** Exercise goal **
Among the lines below, which ones contain the word "like"? Copy every such line.

** Extracted material **
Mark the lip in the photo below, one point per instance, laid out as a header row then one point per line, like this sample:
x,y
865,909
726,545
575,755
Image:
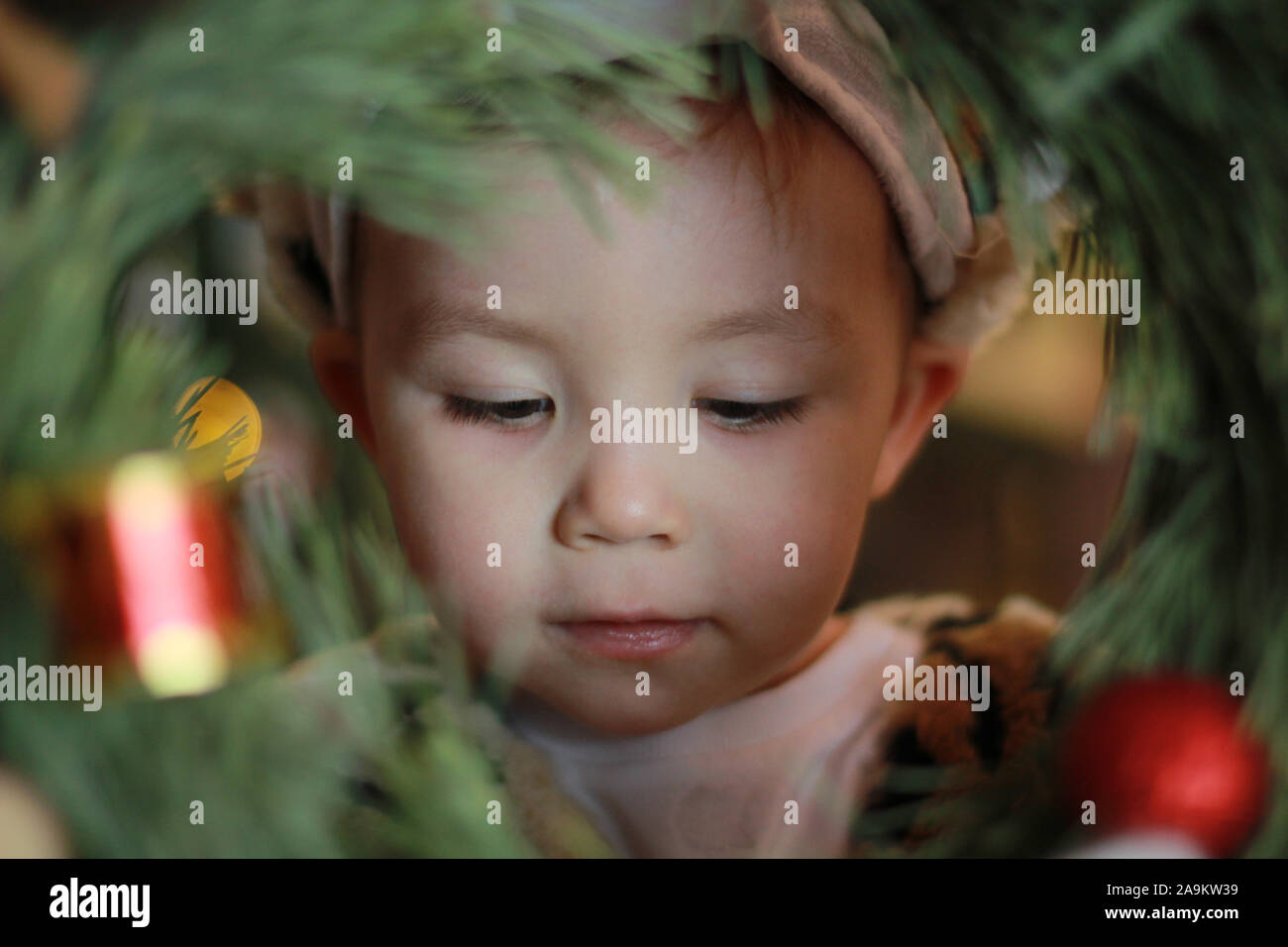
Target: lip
x,y
631,639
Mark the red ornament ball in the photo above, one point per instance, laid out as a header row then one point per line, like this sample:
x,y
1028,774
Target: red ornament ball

** Answer section **
Mark the lip in the photo below, one point per instance, laid out as a header row then one point per line, like this sample:
Mark the red ornament ball in the photo above, one point per instance, laid out as a header row then one point per line, like this sample:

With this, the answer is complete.